### RECORDS FOR THE TASK

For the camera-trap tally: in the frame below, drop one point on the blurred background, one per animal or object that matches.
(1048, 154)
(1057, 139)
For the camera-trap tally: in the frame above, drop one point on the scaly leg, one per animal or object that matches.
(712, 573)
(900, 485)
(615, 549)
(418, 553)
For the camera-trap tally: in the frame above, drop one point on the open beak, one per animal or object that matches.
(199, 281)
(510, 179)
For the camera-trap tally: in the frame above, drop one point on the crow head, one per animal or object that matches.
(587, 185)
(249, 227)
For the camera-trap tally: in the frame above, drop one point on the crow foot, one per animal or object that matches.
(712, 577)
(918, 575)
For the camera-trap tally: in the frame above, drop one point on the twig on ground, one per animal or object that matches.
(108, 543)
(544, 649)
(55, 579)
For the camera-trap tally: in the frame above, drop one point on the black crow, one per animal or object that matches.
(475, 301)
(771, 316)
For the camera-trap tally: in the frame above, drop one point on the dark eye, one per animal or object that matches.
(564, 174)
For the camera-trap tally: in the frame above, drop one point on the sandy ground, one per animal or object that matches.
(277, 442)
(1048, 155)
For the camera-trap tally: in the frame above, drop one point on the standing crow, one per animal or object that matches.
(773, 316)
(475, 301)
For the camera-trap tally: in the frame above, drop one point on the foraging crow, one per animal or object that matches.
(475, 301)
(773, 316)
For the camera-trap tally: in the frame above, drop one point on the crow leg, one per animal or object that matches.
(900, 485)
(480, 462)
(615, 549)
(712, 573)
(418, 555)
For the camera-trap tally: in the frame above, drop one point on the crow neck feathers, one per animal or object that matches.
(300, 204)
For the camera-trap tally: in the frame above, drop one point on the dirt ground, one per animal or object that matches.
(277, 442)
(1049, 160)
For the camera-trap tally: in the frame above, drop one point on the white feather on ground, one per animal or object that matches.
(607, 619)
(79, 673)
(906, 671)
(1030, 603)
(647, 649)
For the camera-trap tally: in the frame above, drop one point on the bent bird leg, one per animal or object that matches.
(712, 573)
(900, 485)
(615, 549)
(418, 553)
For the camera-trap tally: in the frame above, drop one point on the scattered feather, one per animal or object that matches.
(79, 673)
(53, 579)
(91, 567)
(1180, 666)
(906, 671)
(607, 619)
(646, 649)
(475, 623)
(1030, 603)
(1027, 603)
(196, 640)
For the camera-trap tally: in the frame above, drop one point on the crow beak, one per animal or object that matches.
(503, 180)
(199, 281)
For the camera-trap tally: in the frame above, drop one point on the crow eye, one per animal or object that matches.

######

Reproduce the lines of the data above verbatim, from the first line through the line containing "(1048, 155)", including both.

§ TASK RESPONSE:
For the camera-trap tally: in the frame below, drop one point on the blurred background, one per animal or object that matches.
(1048, 154)
(1057, 139)
For the camera-trap tally: in the frame above, drop one point on the scaly leg, one per animal or object that matches.
(712, 573)
(900, 485)
(615, 549)
(418, 553)
For the camera-trap tally: in the frame above, drop one point on the open beak, one per animal or object that matches.
(199, 281)
(510, 179)
For the camera-trap tally: in the frame above, drop one point on the crow head, one per animal or object that matches.
(587, 185)
(249, 227)
For the camera-trap tally: in the frame above, drop one point on the crow foot, one per animal or object that matches.
(712, 577)
(918, 575)
For the camera-trap tally: in the frame above, drop one point on the twig on ground, one per animal or object that matches.
(108, 543)
(544, 649)
(55, 579)
For the camera-trap tally: in the frame above, drop one point on the black crow, one per animal or object that matches.
(475, 301)
(771, 316)
For the camera-trap tally: in the frame above, drop one point on the dark eye, one per animal or object that matches.
(564, 174)
For the camera-trap tally: in the frame above, drop one point on the sandy ground, one per animal or object that matches.
(277, 442)
(1048, 155)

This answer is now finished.